• [Written request]: Swap "Spot" for "Locate" throughout the items below and reproduce them with no other changes. Omit the pictures from your answer.

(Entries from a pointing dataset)
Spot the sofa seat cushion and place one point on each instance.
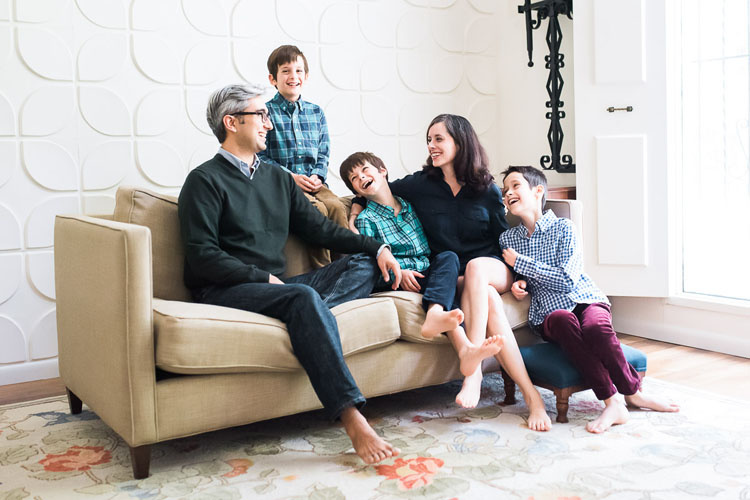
(201, 339)
(411, 315)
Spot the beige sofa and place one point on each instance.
(155, 366)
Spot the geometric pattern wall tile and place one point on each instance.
(377, 22)
(412, 31)
(105, 13)
(206, 62)
(158, 111)
(41, 271)
(195, 104)
(338, 24)
(12, 340)
(11, 267)
(47, 110)
(43, 339)
(206, 16)
(41, 222)
(7, 117)
(160, 163)
(155, 58)
(297, 27)
(8, 160)
(39, 11)
(45, 53)
(10, 230)
(104, 111)
(50, 165)
(106, 164)
(102, 56)
(98, 204)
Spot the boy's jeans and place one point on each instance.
(304, 303)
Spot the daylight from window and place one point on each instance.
(715, 89)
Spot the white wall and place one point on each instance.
(98, 93)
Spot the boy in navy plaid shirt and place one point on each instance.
(299, 141)
(566, 306)
(392, 220)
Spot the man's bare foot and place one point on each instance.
(367, 444)
(615, 413)
(468, 396)
(538, 418)
(438, 320)
(471, 356)
(640, 400)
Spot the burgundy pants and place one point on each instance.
(586, 335)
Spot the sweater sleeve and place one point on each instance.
(199, 208)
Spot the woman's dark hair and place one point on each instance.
(471, 163)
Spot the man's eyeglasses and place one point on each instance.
(262, 112)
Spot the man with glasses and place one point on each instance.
(236, 213)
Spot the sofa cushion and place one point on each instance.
(411, 315)
(201, 339)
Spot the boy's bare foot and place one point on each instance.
(640, 400)
(615, 413)
(468, 396)
(439, 320)
(538, 418)
(471, 356)
(367, 444)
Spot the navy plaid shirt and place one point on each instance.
(403, 233)
(299, 141)
(551, 261)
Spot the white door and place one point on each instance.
(621, 156)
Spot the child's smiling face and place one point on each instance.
(367, 180)
(290, 78)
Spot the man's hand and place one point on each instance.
(274, 280)
(518, 289)
(305, 183)
(409, 280)
(387, 262)
(509, 256)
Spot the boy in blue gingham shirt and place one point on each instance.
(392, 220)
(566, 306)
(299, 141)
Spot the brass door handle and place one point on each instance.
(612, 109)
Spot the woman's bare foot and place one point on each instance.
(538, 418)
(438, 320)
(640, 400)
(615, 413)
(367, 444)
(468, 396)
(471, 356)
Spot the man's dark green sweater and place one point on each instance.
(234, 228)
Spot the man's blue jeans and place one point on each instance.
(304, 303)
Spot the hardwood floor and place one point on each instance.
(719, 373)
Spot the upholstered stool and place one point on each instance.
(550, 368)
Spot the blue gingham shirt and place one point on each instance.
(402, 232)
(551, 261)
(299, 141)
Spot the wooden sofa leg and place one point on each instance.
(140, 458)
(510, 389)
(75, 403)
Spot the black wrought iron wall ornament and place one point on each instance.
(550, 9)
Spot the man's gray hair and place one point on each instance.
(228, 100)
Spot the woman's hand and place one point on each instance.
(409, 280)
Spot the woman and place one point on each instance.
(461, 210)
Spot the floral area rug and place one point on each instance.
(447, 452)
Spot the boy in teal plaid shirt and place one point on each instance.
(392, 220)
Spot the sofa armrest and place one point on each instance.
(104, 294)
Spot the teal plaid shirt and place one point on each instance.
(299, 141)
(403, 232)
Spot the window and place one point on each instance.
(714, 78)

• [Answer below]:
Locate the sofa seat cushion and place one point on each instance.
(201, 339)
(411, 315)
Locate the beige sofa and place one point on each instance.
(155, 366)
Locate the geometric pattern wall tile and place one point on each instance.
(377, 22)
(412, 31)
(105, 13)
(206, 62)
(158, 111)
(41, 271)
(195, 104)
(338, 24)
(12, 340)
(11, 267)
(47, 110)
(43, 339)
(206, 16)
(41, 222)
(7, 117)
(160, 163)
(155, 58)
(297, 27)
(8, 160)
(39, 11)
(45, 53)
(10, 230)
(104, 111)
(50, 165)
(106, 164)
(102, 56)
(98, 204)
Locate the boy's jeans and place one point on each instance.
(304, 303)
Locate the daylight from window and place one point on each instance.
(715, 89)
Locate the white wall and place one point on each instance.
(98, 93)
Locate the boy in navy plaid shirt and place one point on each instance.
(299, 141)
(566, 306)
(392, 220)
Locate the man's bare foot and place one point on each instance.
(367, 444)
(615, 413)
(468, 396)
(538, 418)
(438, 320)
(471, 356)
(640, 400)
Locate the burgundy pants and place one point on each instance.
(586, 335)
Locate the sweater sleeve and place one point on each instance.
(199, 208)
Locate the woman's dark hair and place one point on each instance.
(471, 163)
Locate the man's eyeglasses and place one point on each instance.
(262, 112)
Locate the man with glasses and place one point on each instance.
(236, 213)
Locate the sofa cushion and place one point on each instance.
(411, 315)
(201, 339)
Locate the boy's bare foot and place one point on each instance.
(640, 400)
(615, 413)
(468, 396)
(439, 320)
(538, 418)
(471, 356)
(367, 444)
Locate the navy plaid shirt and place one point on each instance.
(403, 233)
(299, 141)
(551, 261)
Locate the white door and place one point on each instance.
(621, 156)
Locate the child's smiling face and place one point on each instance.
(367, 180)
(290, 78)
Locate the man's hand and place one point on each instance.
(274, 280)
(518, 289)
(305, 183)
(409, 280)
(387, 262)
(509, 256)
Locate the boy in blue gingham shirt and place one point on each instance.
(392, 220)
(566, 306)
(299, 141)
Locate the brass door handle and place one point on each instance.
(612, 109)
Locate the woman's bare foot and place one point on each instance.
(538, 418)
(438, 320)
(640, 400)
(615, 413)
(367, 444)
(468, 396)
(471, 356)
Locate the man's dark green sweater and place one point on each instance.
(234, 228)
Locate the man's blue jeans and place one point on each instance.
(304, 303)
Locate the hardwood floor and place one point on each instance.
(719, 373)
Locate the upholstered stool and place one point on each instance.
(550, 368)
Locate the blue gingham shirt and place one point on each instance.
(402, 232)
(551, 261)
(299, 141)
Locate the wooden sofa leg and place one point on each instance.
(140, 458)
(510, 389)
(75, 403)
Locate the black wrought iron wall ornament and place one point on each instance.
(550, 9)
Locate the man's gray hair and place one point on each instance.
(228, 100)
Locate the woman's hand and place one point on each instance.
(409, 280)
Locate the woman and place one point on each instance.
(461, 210)
Locate the floral area rug and place one point on each instance.
(447, 452)
Locate the boy in teal plaid shirt and place one point on each instance.
(392, 220)
Locate the sofa armrest and place one point on each instance.
(104, 294)
Locate the teal plaid shirt and place one point on each instance.
(299, 141)
(403, 232)
Locate the window and place one point on each instance.
(714, 78)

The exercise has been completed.